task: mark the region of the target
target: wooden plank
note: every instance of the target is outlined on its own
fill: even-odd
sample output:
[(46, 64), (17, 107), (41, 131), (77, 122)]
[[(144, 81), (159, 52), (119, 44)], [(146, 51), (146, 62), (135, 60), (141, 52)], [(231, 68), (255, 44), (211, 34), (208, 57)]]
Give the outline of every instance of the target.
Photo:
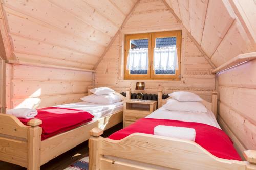
[[(67, 31), (62, 28), (55, 27), (52, 24), (11, 8), (6, 7), (4, 8), (6, 13), (6, 17), (8, 19), (8, 26), (10, 28), (9, 31), (15, 34), (37, 38), (41, 41), (59, 43), (63, 46), (79, 50), (82, 50), (81, 45), (83, 43), (91, 43), (94, 45), (106, 46), (110, 39), (110, 37), (102, 37), (100, 41), (92, 40), (90, 41), (82, 36), (78, 36), (75, 33)], [(28, 29), (28, 28), (29, 28), (29, 29)]]
[[(6, 8), (9, 33), (29, 38), (52, 45), (61, 46), (68, 49), (86, 53), (84, 47), (92, 45), (104, 48), (108, 42), (92, 42), (81, 37), (67, 34), (51, 25), (38, 21), (29, 16)], [(28, 29), (29, 28), (29, 29)], [(103, 43), (102, 42), (103, 42)]]
[(98, 127), (103, 130), (106, 130), (122, 122), (123, 121), (123, 112), (122, 110), (101, 118), (99, 120)]
[(256, 149), (256, 125), (241, 116), (222, 102), (220, 103), (219, 114), (245, 146), (246, 149)]
[[(41, 124), (42, 122), (40, 121)], [(41, 133), (42, 128), (39, 126), (31, 127), (29, 128), (28, 170), (40, 170)]]
[(92, 80), (92, 73), (14, 64), (13, 80), (88, 81)]
[(6, 60), (12, 58), (12, 46), (8, 36), (6, 15), (3, 6), (0, 6), (0, 54), (1, 58)]
[(137, 1), (130, 0), (110, 0), (109, 1), (113, 3), (116, 6), (116, 8), (122, 11), (125, 16), (130, 13), (137, 2)]
[(109, 20), (116, 23), (118, 26), (121, 26), (125, 18), (125, 16), (117, 9), (109, 1), (84, 1), (101, 14), (108, 17)]
[(227, 0), (209, 2), (201, 44), (208, 56), (214, 54), (234, 19)]
[(189, 0), (189, 16), (191, 35), (201, 44), (208, 0)]
[(111, 22), (105, 16), (101, 15), (95, 10), (95, 8), (83, 1), (71, 2), (65, 0), (60, 2), (58, 0), (50, 0), (50, 1), (72, 14), (81, 21), (85, 22), (94, 29), (105, 33), (110, 36), (115, 35), (118, 30), (119, 26)]
[(90, 130), (98, 127), (98, 122), (89, 123), (55, 135), (41, 142), (40, 164), (43, 165), (57, 156), (87, 140)]
[[(65, 56), (65, 59), (69, 58), (69, 60), (71, 60), (71, 58), (73, 58), (73, 56), (75, 56), (77, 53), (78, 55), (82, 55), (83, 54), (79, 51), (48, 44), (45, 42), (40, 42), (13, 34), (11, 36), (13, 40), (15, 52), (39, 56), (51, 56), (53, 58), (62, 56), (62, 57)], [(91, 57), (96, 56), (96, 57), (99, 56), (105, 49), (104, 47), (99, 47), (99, 48), (97, 49), (96, 46), (91, 47), (91, 49), (86, 48), (87, 49), (87, 51), (84, 52), (87, 53), (86, 53), (87, 55), (91, 55)]]
[[(13, 99), (49, 95), (86, 93), (92, 81), (13, 80)], [(38, 90), (38, 89), (40, 89)]]
[(97, 42), (110, 38), (49, 1), (3, 1), (3, 5), (88, 40)]
[(256, 164), (256, 151), (247, 150), (244, 153), (246, 160), (253, 164)]
[(242, 23), (248, 37), (256, 50), (256, 3), (253, 0), (229, 0), (239, 21)]
[(243, 155), (244, 151), (246, 150), (245, 147), (236, 136), (236, 133), (231, 131), (223, 119), (220, 116), (218, 116), (217, 118), (218, 122), (220, 124), (221, 129), (231, 138), (232, 141), (234, 142), (234, 147), (239, 154), (239, 156), (240, 156), (243, 160), (245, 160)]
[(256, 60), (224, 71), (218, 77), (219, 85), (256, 89)]
[(28, 142), (0, 137), (0, 160), (27, 167)]
[(6, 64), (6, 107), (7, 109), (11, 108), (11, 79), (12, 77), (11, 64)]
[(189, 6), (188, 0), (178, 1), (180, 7), (180, 12), (182, 23), (189, 32), (190, 32), (190, 17), (189, 16)]
[(254, 59), (256, 59), (256, 52), (240, 54), (214, 69), (212, 73), (219, 72), (245, 61)]
[[(35, 93), (40, 91), (40, 88)], [(26, 98), (12, 99), (11, 107), (14, 108), (37, 108), (62, 105), (70, 103), (80, 102), (80, 99), (87, 95), (87, 93), (51, 95), (38, 98)]]
[[(88, 61), (88, 63), (86, 63), (84, 61), (82, 62), (77, 62), (78, 61), (69, 61), (68, 60), (61, 60), (60, 59), (56, 59), (54, 58), (40, 56), (38, 55), (34, 55), (28, 54), (15, 52), (14, 55), (16, 56), (17, 60), (18, 61), (7, 61), (8, 63), (13, 63), (14, 64), (23, 64), (26, 65), (41, 65), (45, 67), (53, 67), (53, 68), (62, 68), (64, 69), (76, 70), (88, 70), (88, 72), (93, 72), (91, 70), (93, 66), (93, 64), (90, 63)], [(94, 57), (91, 57), (93, 58)], [(86, 58), (83, 58), (86, 60)], [(80, 58), (82, 60), (82, 58)], [(96, 58), (97, 59), (97, 58)], [(73, 60), (73, 59), (72, 59)], [(93, 59), (91, 60), (94, 60)], [(86, 61), (87, 61), (87, 60)]]
[(253, 48), (241, 23), (236, 20), (212, 55), (211, 60), (219, 66), (241, 53), (253, 51)]
[(219, 100), (230, 109), (256, 125), (256, 91), (254, 89), (219, 85)]
[(55, 65), (47, 64), (40, 64), (36, 62), (26, 62), (26, 61), (8, 61), (8, 63), (14, 64), (15, 65), (23, 65), (29, 66), (34, 66), (37, 67), (44, 67), (47, 68), (52, 69), (59, 69), (66, 70), (72, 70), (77, 71), (83, 71), (87, 72), (95, 72), (94, 70), (90, 69), (86, 69), (79, 68), (74, 68), (72, 67), (58, 66)]
[(172, 7), (178, 18), (181, 20), (181, 14), (180, 12), (180, 7), (178, 3), (178, 0), (165, 0), (166, 3)]
[(0, 113), (0, 134), (27, 140), (28, 127), (14, 116)]
[[(102, 156), (113, 156), (111, 159), (114, 161), (122, 160), (127, 164), (131, 161), (135, 161), (136, 163), (131, 164), (134, 166), (138, 165), (143, 167), (140, 163), (142, 162), (147, 165), (175, 169), (231, 170), (246, 168), (244, 162), (218, 158), (197, 143), (185, 140), (142, 133), (130, 135), (119, 141), (100, 137), (98, 140), (99, 148), (97, 152), (94, 151), (93, 154), (99, 154), (99, 159)], [(186, 152), (184, 152), (184, 150)], [(150, 155), (150, 157), (147, 156)], [(115, 163), (112, 161), (112, 163)], [(104, 169), (103, 164), (98, 165)]]
[(99, 59), (98, 60), (98, 62), (96, 63), (96, 64), (94, 65), (94, 67), (93, 68), (93, 70), (96, 70), (97, 68), (97, 67), (99, 65), (99, 63), (100, 62), (100, 61), (102, 59), (102, 58), (104, 57), (106, 53), (108, 52), (109, 51), (109, 48), (110, 47), (112, 46), (112, 44), (114, 43), (115, 40), (116, 39), (116, 37), (117, 37), (119, 34), (119, 31), (120, 30), (120, 28), (121, 28), (124, 25), (126, 24), (128, 19), (130, 17), (131, 15), (132, 15), (132, 13), (134, 10), (134, 9), (136, 8), (136, 7), (138, 5), (139, 3), (139, 1), (138, 1), (135, 4), (134, 7), (132, 9), (132, 10), (130, 11), (130, 13), (127, 14), (127, 15), (126, 16), (125, 18), (124, 18), (124, 20), (123, 21), (122, 24), (120, 25), (120, 28), (118, 31), (116, 32), (116, 33), (115, 34), (115, 36), (112, 38), (111, 39), (111, 41), (110, 41), (110, 43), (109, 44), (109, 45), (106, 47), (106, 48), (105, 49), (104, 52), (102, 53), (101, 56), (100, 56)]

*Aim of the exercise*:
Edit the lines starting at the line that contains "28), (29, 29)]]" and ending at the line that contains "156), (87, 140)]" so that "(98, 127)" becomes "(98, 126)" and nothing else changes, and give only those lines.

*Task result*:
[[(67, 31), (62, 28), (55, 27), (52, 24), (11, 8), (6, 7), (4, 8), (6, 13), (6, 17), (8, 19), (8, 26), (10, 28), (9, 31), (15, 34), (37, 38), (41, 41), (59, 43), (63, 46), (79, 50), (82, 50), (81, 45), (83, 43), (91, 43), (94, 45), (106, 46), (110, 39), (110, 37), (102, 37), (100, 41), (92, 40), (90, 41), (82, 36), (78, 36), (75, 33)], [(28, 29), (28, 28), (29, 28), (29, 29)]]
[[(6, 8), (9, 33), (29, 38), (52, 45), (61, 46), (68, 49), (86, 53), (84, 47), (92, 45), (104, 48), (108, 42), (92, 42), (81, 37), (67, 34), (51, 25), (38, 21), (29, 16)], [(28, 29), (29, 28), (29, 29)], [(103, 43), (102, 42), (103, 42)]]
[(98, 126), (103, 130), (106, 130), (122, 122), (123, 121), (123, 112), (122, 110), (101, 118), (99, 120)]
[(256, 149), (256, 125), (241, 116), (222, 102), (220, 103), (219, 114), (245, 146), (246, 149)]
[[(41, 124), (42, 122), (40, 121)], [(41, 133), (42, 128), (39, 126), (31, 127), (29, 128), (28, 170), (40, 170)]]
[(92, 80), (92, 73), (14, 64), (13, 80), (88, 81)]
[(6, 60), (12, 58), (12, 46), (8, 36), (6, 15), (3, 6), (0, 6), (0, 54), (1, 58)]
[(137, 1), (130, 0), (110, 0), (109, 1), (113, 3), (116, 6), (116, 8), (122, 11), (125, 16), (130, 13), (137, 2)]
[(109, 20), (116, 23), (118, 26), (121, 26), (125, 18), (125, 16), (117, 9), (109, 1), (84, 1), (101, 14), (108, 17)]
[(227, 0), (209, 2), (201, 44), (208, 56), (214, 54), (234, 19)]
[(189, 0), (189, 16), (191, 35), (201, 44), (208, 0)]
[(111, 22), (105, 16), (101, 15), (95, 10), (95, 8), (83, 1), (71, 2), (65, 0), (60, 2), (58, 0), (50, 0), (50, 1), (72, 14), (81, 21), (85, 22), (94, 29), (105, 33), (110, 36), (115, 35), (118, 30), (119, 26)]
[(90, 130), (98, 126), (98, 122), (89, 123), (55, 135), (41, 142), (40, 164), (43, 165), (57, 156), (87, 140)]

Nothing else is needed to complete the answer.